■ Tasks:
**1.** In the reactor power problem, why does the hint have you work out the number of moles of U-235 first? Answer in one to three sentences.
**2.** In the reactor power problem, rewrite the paragraph beginning "Hint: To solve this question" as a short numbered list of steps, keeping its main facts.
**3.** Carry on with the reactor power problem after its last sentence.

■ Selected extract:
————

Question

Nuclear reactor in which $ {\text{U}} - 235 $ is used as fuel. Uses $ 2kg $ of $ {\text{U}} - 235 $ in $ 30 $ days. Then, power output of the reactor will be (given energy released per fission $ = 185{\text{MeV}} $ ).
(A) $ 43.5{\text{MW}} $
(B) $ 58.5{\text{MW}} $
(C) $ 73.1{\text{MW}} $
(D) $ 69.6{\text{MW}} $

Answer 1

Hint: To solve this question, we have to calculate the number of moles of the given mass of $ {\text{U}} - 235 $ , from which the number of atoms can be calculated. The number of fissions will be equal to the number of atoms of $ {\text{U}} - 235 $ , so the energy released from the given mass of $ {\text{U}} - 235 $ can be calculated from the given value of energy per fission. Finally, from the given time, the power can be calculated.

————

■ Entries provided:
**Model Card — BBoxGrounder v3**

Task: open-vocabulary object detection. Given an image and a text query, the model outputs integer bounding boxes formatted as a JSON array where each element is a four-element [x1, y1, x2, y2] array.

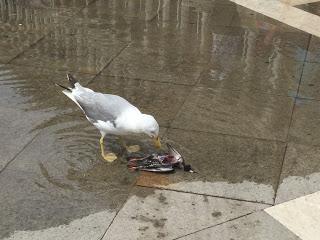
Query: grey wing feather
[[75, 92, 135, 124]]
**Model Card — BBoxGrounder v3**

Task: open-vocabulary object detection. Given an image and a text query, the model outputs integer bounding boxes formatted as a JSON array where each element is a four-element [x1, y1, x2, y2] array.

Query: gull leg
[[100, 136, 117, 162], [120, 137, 140, 153]]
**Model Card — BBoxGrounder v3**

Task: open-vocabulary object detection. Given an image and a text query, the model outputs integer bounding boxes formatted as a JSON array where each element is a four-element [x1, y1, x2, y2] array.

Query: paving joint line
[[98, 183, 135, 240], [167, 126, 286, 143], [7, 36, 49, 64], [172, 210, 260, 240], [136, 184, 273, 206], [6, 0, 98, 66], [0, 130, 42, 174], [85, 42, 131, 86], [273, 34, 312, 205]]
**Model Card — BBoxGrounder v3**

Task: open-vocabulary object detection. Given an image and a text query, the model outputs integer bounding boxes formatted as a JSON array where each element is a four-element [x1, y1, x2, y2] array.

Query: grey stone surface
[[0, 0, 90, 63], [103, 188, 266, 240], [178, 212, 300, 240], [5, 210, 116, 240], [289, 99, 320, 145], [12, 26, 126, 74], [306, 36, 320, 63], [276, 143, 320, 204], [172, 87, 293, 141], [0, 0, 320, 240], [0, 116, 135, 237], [299, 63, 320, 100], [137, 129, 285, 204], [198, 55, 303, 96], [0, 65, 93, 170], [88, 75, 192, 126]]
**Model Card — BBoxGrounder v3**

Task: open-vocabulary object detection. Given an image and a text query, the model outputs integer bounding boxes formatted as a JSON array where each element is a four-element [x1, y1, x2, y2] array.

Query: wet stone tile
[[231, 5, 306, 33], [198, 55, 303, 96], [77, 0, 169, 23], [0, 25, 43, 63], [0, 0, 79, 63], [289, 99, 320, 145], [181, 212, 300, 240], [12, 27, 127, 74], [172, 87, 293, 141], [212, 27, 309, 61], [137, 129, 285, 203], [0, 65, 92, 172], [103, 188, 266, 240], [0, 170, 121, 240], [102, 39, 208, 85], [306, 36, 320, 63], [299, 63, 320, 100], [276, 143, 320, 203], [0, 116, 136, 236], [88, 76, 191, 126]]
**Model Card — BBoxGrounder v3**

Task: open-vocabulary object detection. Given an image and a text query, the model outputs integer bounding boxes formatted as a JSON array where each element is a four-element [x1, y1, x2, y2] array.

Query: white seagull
[[56, 74, 161, 162]]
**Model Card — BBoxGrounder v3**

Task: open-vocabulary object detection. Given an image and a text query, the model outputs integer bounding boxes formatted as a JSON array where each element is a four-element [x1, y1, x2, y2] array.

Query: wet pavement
[[0, 0, 320, 240]]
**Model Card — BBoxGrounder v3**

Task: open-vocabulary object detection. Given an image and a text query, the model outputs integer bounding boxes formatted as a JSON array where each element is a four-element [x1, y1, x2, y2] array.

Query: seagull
[[56, 74, 161, 162]]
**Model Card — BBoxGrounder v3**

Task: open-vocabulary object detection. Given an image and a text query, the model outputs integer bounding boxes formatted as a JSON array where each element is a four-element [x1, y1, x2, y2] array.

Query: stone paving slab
[[0, 65, 93, 170], [88, 75, 192, 127], [289, 99, 320, 146], [4, 210, 116, 240], [0, 0, 88, 63], [171, 87, 293, 141], [276, 143, 320, 204], [265, 192, 320, 240], [103, 188, 266, 240], [198, 54, 303, 96], [178, 212, 300, 240], [299, 63, 320, 100], [137, 129, 285, 204], [306, 36, 320, 63], [0, 116, 136, 237]]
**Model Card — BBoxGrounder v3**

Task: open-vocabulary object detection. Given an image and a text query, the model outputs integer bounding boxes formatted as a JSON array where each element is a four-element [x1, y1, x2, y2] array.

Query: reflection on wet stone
[[137, 130, 285, 203], [0, 0, 320, 240]]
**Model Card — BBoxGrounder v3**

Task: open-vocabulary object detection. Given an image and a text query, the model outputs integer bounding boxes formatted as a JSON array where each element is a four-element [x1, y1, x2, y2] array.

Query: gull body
[[57, 74, 160, 161]]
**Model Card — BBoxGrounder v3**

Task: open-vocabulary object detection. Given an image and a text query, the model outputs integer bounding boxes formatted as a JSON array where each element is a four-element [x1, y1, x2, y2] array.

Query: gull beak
[[153, 137, 161, 148]]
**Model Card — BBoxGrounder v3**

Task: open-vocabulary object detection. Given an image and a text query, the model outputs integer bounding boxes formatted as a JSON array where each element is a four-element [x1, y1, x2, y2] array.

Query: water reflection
[[0, 0, 318, 237]]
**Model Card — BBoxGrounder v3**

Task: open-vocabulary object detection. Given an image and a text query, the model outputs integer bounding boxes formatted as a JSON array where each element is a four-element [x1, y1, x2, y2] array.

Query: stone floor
[[0, 0, 320, 240]]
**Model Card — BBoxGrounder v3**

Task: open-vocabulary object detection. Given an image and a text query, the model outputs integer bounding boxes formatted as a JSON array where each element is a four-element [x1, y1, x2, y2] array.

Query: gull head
[[140, 114, 161, 148]]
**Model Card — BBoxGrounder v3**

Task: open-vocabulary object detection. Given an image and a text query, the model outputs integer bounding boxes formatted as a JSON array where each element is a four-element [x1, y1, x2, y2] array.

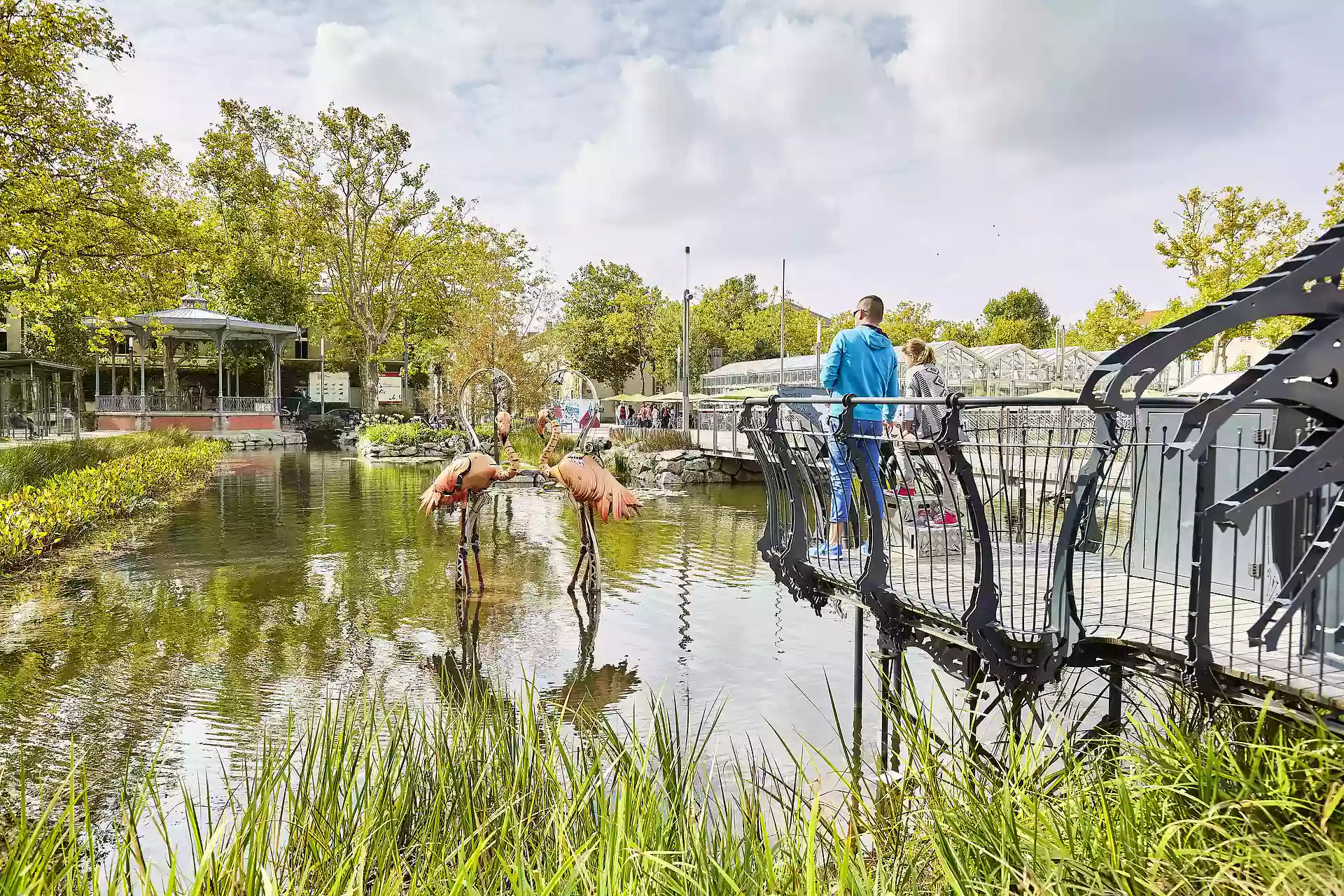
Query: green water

————

■ Answers by task:
**1.** The number of atoms of U-235 can be found from the number of moles. The number of fissions equals that number of atoms, so multiplying by the energy per fission gives the total energy released. Dividing that energy by the given time then gives the power.

**2.**
1. Calculate the number of moles in the given mass of U-235.
2. From the moles, calculate the number of atoms.
3. Take the number of fissions as equal to the number of atoms of U-235.
4. Multiply by the given energy per fission to get the energy released.
5. Divide by the given time to get the power.

**3.**
Formula used: The formulae used for solving this question are given by
 $ n = \dfrac{M}{{{M_0}}} $ , here $ n $ is the number of moles, $ M $ is the mass, and $ {M_0} $ is the molar mass.
 $ P = \dfrac{E}{t} $ , here $ P $ is the power, $ E $ is the energy, and $ t $ is the time.

Complete step-by-solution
According to the question, the energy released from the fission of one atom of $ {\text{U}} - 235 $ is given.
So for obtaining the energy released from the fission of the given mass of $ {\text{U}} - 235 $ , we first have to calculate the number of atoms of $ {\text{U}} - 235 $ .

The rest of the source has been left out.